提供テキスト »
+-------+

国際学部尾和ゼミ、国際開発に関する映画上映会を実施

 国際学部尾和潤美ゼミが、6月30日、映画『ムクウェゲ「女性にとって世界最悪の場所」で闘う医師』の上映会と、華井和代氏(東京大学未来ビジョン研究センター特任講師)による講演会を実施しました.

20230630_上映会-02.jpg

 上映会は名古屋キャンパスの清明ホールで行われ、学内外から多くの参加者が集まりました。参加者の中には映画の内容に心を揺さぶられ涙を流す姿も見られました。
 映画『ムクウェゲ「女性にとって世界最悪の場所」で闘う医師』は、アフリカ大陸のコンゴで女性たちを救うために奮闘する婦人科医デニ・ムクウェゲの勇敢な姿を描いたドキュメンタリー作品です。
 2018年にノーベル平和賞を受賞したムクウェゲ医師は、「女性にとって世界最悪の場所」と呼ばれるアフリカ大陸コンゴ民主共和国東部で、性暴力によって肉体的、精神的に傷ついた女性たちを20年以上にわたって無償で治療してきました。彼の病院には毎日多くの被害女性たちが運ばれ、治療の日々は終わることがありません。レアメタルなどの豊富な鉱物資源を有するコンゴでは、武装勢力による利権争いが続き、それらが女性たちの悲劇を生んでいます。根本的な問題の解決を目指し、コンゴの地で女性たちの身に起きている悲劇と、その原因を世界に向けて発信するムクウェゲ医師の行動は、参加者の心に深い感銘を与えました。

20230630_上映会-05.jpg

 上映会の後は華井和代氏による講演が行われました。華井和代氏はコンゴの紛争資源問題と日本の消費者市民社会のつながりについて研究されており、映画の内容について補足的な解説を行いました。

+-------+

データ一覧 »
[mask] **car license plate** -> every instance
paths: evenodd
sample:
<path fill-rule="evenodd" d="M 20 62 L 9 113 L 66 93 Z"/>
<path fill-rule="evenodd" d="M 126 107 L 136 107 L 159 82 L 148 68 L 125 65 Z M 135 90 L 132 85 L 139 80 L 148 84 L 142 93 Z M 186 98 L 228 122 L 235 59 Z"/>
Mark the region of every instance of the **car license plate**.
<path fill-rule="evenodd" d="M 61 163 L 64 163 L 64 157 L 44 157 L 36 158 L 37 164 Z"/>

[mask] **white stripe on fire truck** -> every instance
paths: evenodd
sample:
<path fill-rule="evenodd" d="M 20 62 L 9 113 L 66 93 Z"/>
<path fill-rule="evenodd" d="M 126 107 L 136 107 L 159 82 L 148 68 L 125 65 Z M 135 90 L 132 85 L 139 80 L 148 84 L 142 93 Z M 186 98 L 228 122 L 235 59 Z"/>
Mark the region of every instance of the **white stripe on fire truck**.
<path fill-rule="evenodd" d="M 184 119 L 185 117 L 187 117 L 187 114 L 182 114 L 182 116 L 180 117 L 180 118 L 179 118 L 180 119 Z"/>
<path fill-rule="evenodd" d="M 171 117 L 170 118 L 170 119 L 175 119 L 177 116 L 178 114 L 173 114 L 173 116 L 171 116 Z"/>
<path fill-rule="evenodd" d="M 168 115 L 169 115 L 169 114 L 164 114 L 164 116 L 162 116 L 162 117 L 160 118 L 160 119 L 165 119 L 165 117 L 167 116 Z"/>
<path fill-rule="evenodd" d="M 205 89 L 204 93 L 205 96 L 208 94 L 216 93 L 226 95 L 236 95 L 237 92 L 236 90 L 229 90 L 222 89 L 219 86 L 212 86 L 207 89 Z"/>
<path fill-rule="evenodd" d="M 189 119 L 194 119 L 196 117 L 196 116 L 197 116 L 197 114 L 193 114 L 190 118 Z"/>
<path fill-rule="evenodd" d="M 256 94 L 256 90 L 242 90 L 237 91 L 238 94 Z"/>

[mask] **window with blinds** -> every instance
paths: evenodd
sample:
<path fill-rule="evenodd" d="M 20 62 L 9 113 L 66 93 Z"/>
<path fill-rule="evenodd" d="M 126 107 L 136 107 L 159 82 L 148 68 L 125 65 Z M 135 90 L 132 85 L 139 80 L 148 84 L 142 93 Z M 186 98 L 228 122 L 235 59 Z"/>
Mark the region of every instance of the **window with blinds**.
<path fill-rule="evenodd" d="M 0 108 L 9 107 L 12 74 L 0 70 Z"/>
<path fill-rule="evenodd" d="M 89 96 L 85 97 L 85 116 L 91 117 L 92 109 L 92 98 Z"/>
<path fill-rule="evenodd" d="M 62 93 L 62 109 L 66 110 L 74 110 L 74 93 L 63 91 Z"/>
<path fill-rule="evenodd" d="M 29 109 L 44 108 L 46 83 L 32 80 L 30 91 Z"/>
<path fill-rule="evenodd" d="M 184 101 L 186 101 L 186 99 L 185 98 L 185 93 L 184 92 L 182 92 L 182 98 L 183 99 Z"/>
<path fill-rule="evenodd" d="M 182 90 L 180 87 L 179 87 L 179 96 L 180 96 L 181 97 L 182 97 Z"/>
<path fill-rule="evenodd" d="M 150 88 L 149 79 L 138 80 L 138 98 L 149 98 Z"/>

+-------+

練習課題 »
1 – 上映会の記事のうち「2018年にノーベル平和賞を受賞した」で始まる段落を、主な事実を残して箇条書きにまとめてください。
2 – 上映会の記事を、最後の文の後から書き継いでください。

解答例 »
1 –
- ムクウェゲ医師は2018年にノーベル平和賞を受賞した。
- 「女性にとって世界最悪の場所」と呼ばれるコンゴ民主共和国東部で、性暴力によって肉体的・精神的に傷ついた女性たちを20年以上無償で治療してきた。
- 病院には毎日多くの被害女性が運ばれ、治療の日々は終わらない。
- レアメタルなどの鉱物資源が豊富なコンゴでは武装勢力による利権争いが続き、それが女性たちの悲劇を生んでいる。
- 根本的な解決を目指し、悲劇とその原因を世界に発信する医師の行動は、参加者に深い感銘を与えた。

2 –
 参加者からは「すごく複雑な問題だと思う」「映画の内容(コンゴの実情)は本当に悲惨だが、そんな現状を知って目を背けずに考え、伝えていく事が大事だと思った」という声がありました。 このような意見からも、映画や講演会が取り上げた問題が深刻であり、社会に対して向き合う姿勢が強く求められていることが分かります。
 国際学部尾和ゼミはこれまでに、グローバル・ガバナンスの観点から、先進国・途上国・新興国の関係性や途上国における援助の受益者・途上国政府・先進国政府・先進国における市民との関係性など、様々なアクターの関係性に焦点を当て、国際開発の問題点や課題について研究してきました。 尾和ゼミの取り組みは、社会的な課題に関心を持つ学生たちに対して多様な視点を提供しています。
 映画『ムクウェゲ「女性にとって世界最悪の場所」で闘う医師』の衝撃的な内容と華井和代氏の専門知識による講演が融合したこのイベントは、多くの参加者にとって人道支援や国際関係に対する新たな気づきをもたらしたことと思います。 尾和ゼミの活動は、社会的な問題への理解を深め、より良い未来を築くための一歩を支えています。

20230630_上映会-15.jpg

学生のコメント

<浅野琴美>
 映画上映の運営は思った以上に大変でしたが、貴重な経験でした。スマホの利用による紛争鉱物の問題を知り、無関心な人にも啓発が必要だと感じました。紛争鉱物が原因で起きている悲惨な状況を知り、そこから感じたことを伝えていかなければならないと思います。

<鯉江志歩>
 上映会を通じて社会問題への意識の低さと広報の難しさに気付きました。大学で社会問題を取り上げる必要性を感じました。華井さんのお話から、国を一人が統制する難しさと日本のメディアによる取り上げ方に疑問を抱きました。

<小林夏海>
 この問題を知ってもらうきっかけを提供する目的で上映会を企画しましたが、思った以上に無関心な人が多くいかに関心を持ってもらえるようにするかが難しかったです。コンゴの問題には政府や警察組織の腐敗がとても大きな要因だと思いました。警察組織が厳格なものとなるような法的支援が重要であると感じました。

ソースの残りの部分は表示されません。